Named-object pointing records:
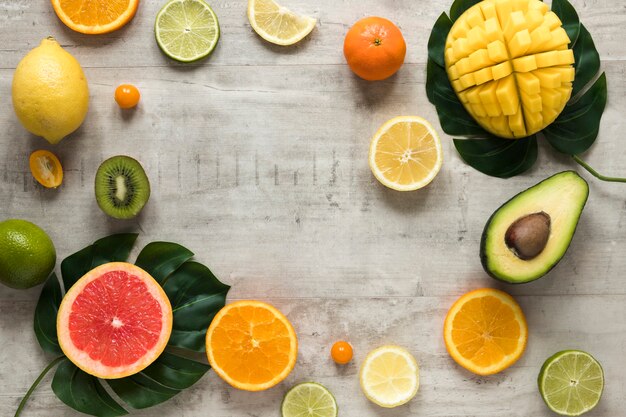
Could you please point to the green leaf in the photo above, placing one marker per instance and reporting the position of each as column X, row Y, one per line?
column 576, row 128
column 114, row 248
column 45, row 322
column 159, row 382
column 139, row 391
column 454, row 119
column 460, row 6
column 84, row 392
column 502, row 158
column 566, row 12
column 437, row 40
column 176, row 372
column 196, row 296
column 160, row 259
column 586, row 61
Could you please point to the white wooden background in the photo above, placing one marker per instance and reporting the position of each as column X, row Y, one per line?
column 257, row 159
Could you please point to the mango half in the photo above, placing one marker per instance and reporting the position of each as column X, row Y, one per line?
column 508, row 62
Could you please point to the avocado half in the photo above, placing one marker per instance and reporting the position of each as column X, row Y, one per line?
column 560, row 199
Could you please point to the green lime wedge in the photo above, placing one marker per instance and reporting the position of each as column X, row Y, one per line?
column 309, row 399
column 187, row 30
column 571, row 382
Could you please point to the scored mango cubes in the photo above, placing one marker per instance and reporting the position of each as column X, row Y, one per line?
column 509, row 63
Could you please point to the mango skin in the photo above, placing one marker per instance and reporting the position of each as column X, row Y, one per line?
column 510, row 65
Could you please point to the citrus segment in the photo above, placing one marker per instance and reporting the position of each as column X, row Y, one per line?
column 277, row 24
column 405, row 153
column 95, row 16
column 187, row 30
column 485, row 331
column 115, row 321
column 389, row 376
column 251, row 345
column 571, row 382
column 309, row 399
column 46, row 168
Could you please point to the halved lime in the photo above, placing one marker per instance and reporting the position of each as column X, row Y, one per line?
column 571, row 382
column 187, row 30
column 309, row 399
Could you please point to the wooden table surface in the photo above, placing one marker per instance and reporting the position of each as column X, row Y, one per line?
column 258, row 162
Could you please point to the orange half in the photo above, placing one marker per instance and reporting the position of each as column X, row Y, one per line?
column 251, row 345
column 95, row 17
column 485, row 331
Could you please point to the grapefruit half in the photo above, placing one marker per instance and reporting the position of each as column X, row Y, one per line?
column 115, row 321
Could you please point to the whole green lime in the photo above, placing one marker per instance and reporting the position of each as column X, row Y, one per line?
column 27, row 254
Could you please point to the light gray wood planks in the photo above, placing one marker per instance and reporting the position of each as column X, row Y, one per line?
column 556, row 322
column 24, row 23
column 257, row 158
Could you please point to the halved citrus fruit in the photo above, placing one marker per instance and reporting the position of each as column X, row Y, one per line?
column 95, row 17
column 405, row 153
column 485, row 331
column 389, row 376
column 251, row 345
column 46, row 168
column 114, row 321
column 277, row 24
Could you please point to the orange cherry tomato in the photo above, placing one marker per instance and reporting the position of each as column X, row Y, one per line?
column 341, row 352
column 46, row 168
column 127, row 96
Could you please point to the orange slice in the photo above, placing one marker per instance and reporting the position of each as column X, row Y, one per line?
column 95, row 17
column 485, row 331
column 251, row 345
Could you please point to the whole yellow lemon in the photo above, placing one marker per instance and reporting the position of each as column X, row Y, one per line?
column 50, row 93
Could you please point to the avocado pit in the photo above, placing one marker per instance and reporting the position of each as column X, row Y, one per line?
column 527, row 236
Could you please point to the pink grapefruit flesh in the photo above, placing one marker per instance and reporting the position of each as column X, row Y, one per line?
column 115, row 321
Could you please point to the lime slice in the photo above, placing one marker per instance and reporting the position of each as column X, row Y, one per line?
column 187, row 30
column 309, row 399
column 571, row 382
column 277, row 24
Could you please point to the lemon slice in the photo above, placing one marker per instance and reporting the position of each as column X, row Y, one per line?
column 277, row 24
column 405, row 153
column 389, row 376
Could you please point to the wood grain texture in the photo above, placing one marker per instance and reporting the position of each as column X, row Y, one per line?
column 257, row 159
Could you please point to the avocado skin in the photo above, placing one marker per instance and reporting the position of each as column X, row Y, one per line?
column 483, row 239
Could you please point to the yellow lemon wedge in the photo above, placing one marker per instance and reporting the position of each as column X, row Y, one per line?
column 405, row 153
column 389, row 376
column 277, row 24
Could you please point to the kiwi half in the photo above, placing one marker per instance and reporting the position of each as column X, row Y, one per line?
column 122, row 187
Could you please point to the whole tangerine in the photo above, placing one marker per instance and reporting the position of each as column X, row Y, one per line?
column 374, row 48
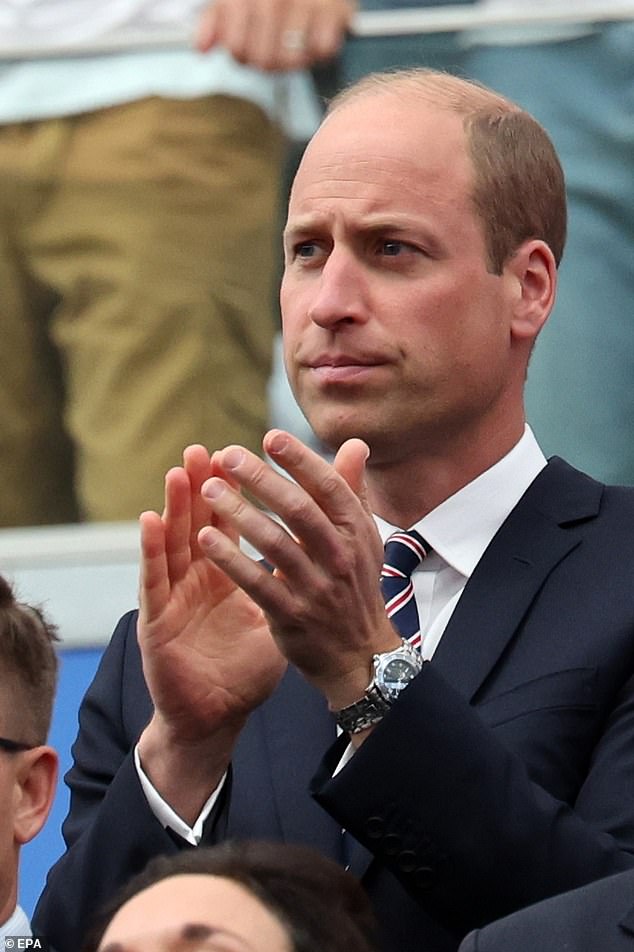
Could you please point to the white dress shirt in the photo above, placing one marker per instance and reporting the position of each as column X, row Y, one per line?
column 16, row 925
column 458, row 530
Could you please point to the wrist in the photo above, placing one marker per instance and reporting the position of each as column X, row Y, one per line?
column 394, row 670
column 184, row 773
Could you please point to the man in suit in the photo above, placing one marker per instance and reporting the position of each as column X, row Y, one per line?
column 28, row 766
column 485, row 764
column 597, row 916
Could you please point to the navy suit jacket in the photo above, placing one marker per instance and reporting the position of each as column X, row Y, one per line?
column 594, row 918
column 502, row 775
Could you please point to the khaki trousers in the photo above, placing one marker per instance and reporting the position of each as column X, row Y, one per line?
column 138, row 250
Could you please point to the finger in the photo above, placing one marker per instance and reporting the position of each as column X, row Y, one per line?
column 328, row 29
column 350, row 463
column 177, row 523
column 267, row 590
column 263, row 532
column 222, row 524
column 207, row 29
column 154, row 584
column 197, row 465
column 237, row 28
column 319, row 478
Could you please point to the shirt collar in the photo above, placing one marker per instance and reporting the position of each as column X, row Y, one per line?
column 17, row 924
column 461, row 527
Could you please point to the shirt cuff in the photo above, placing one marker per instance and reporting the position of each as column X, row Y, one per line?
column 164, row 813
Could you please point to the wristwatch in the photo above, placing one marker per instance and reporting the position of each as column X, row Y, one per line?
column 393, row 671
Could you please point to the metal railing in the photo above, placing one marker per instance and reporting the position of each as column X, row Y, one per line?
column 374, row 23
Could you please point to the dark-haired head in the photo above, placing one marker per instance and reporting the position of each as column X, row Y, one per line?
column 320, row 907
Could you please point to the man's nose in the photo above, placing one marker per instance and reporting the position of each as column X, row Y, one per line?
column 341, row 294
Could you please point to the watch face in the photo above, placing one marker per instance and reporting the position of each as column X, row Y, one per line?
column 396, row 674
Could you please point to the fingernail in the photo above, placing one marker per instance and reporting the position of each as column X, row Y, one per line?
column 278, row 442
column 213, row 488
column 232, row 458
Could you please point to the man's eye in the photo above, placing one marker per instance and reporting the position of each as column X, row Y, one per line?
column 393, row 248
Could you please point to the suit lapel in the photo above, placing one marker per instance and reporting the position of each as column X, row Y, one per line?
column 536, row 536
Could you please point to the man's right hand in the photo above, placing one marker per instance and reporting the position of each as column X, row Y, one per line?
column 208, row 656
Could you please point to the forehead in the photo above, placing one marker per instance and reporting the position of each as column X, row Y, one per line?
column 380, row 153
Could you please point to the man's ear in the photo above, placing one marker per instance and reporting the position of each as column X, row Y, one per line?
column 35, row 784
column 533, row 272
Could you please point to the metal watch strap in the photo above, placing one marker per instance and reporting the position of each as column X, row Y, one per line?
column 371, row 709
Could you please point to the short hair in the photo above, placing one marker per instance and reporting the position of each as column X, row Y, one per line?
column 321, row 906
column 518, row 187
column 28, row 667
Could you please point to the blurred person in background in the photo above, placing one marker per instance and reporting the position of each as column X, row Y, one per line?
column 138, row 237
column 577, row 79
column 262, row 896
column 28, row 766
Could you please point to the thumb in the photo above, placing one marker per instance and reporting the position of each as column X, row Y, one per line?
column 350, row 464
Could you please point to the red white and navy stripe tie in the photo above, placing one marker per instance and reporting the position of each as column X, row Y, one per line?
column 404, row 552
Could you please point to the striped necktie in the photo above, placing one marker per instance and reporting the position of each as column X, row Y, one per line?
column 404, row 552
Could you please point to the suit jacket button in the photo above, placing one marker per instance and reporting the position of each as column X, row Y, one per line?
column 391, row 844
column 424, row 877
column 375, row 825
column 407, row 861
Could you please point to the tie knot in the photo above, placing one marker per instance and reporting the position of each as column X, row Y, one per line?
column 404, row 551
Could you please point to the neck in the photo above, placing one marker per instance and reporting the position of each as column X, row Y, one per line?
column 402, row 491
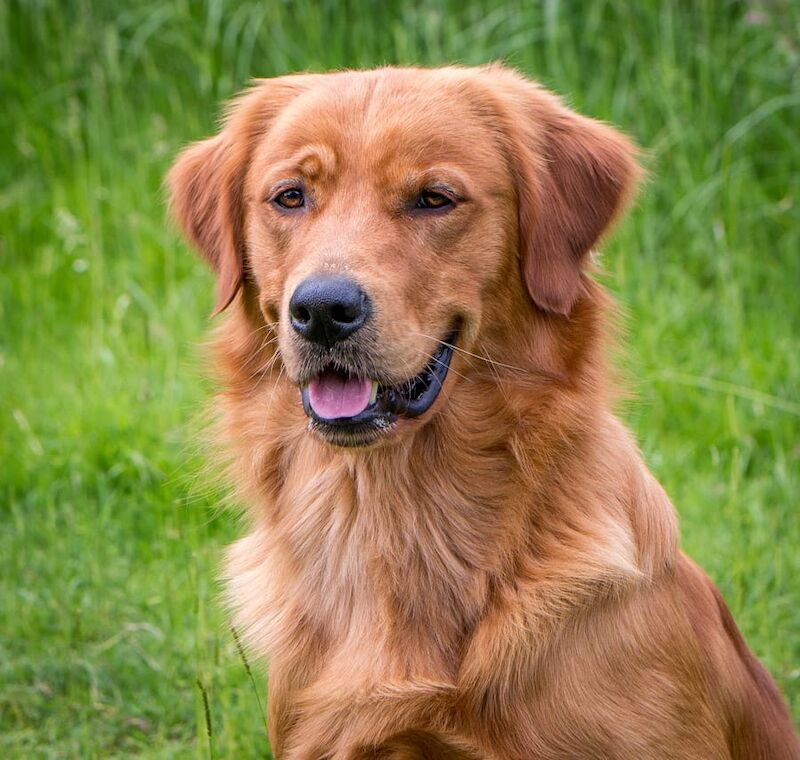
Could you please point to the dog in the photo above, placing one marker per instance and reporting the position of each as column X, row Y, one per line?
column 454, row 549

WORK REQUIRED:
Each line from the one containing "Could you please point to the metal watch" through the last line of the entries above is to be extracted exactly. Pictures are not part of the copy.

SOLVED EXERCISE:
Could you please point to the metal watch strap in the photo above, placing one marker per instance and reporting the position of each as column X, row Y, one per line?
column 371, row 709
Could you please point to the short hair in the photo above, placing one marker per instance and reporting the position of each as column X, row Y, one per line?
column 321, row 906
column 518, row 187
column 28, row 667
Could you please point to the blurred person in background in the photo above, placing one marker per instance and reporting the position of each as column X, row Y, one per line?
column 138, row 237
column 577, row 79
column 262, row 896
column 28, row 766
Could you please point to the thumb in the photo above, placing one marker per instance and reporting the position of each as column X, row Y, one per line?
column 350, row 464
Could you please point to the red white and navy stripe tie in the photo above, placing one marker per instance and reporting the position of each as column X, row Y, one per line?
column 404, row 552
Could you please point to the striped necktie in the photo above, placing one marker per instance and reporting the position of each as column X, row Y, one per line?
column 404, row 552
Could you please point to the suit jacket button in the photo above, placing one marker per instance and reporting the position of each as column X, row Y, one per line?
column 391, row 844
column 424, row 877
column 375, row 825
column 407, row 861
Could you please point to the tie knot in the photo above, placing one marker per instance and reporting the position of each as column X, row Y, one per line?
column 404, row 551
Could you please point to the neck in the photo above, placing one marker per instance and reporting the position of each as column X, row Y, one per line?
column 402, row 491
Could you please point to the dog in the photo above, placing one marker per instance and reporting the position of each as column X, row Y, one per line?
column 454, row 549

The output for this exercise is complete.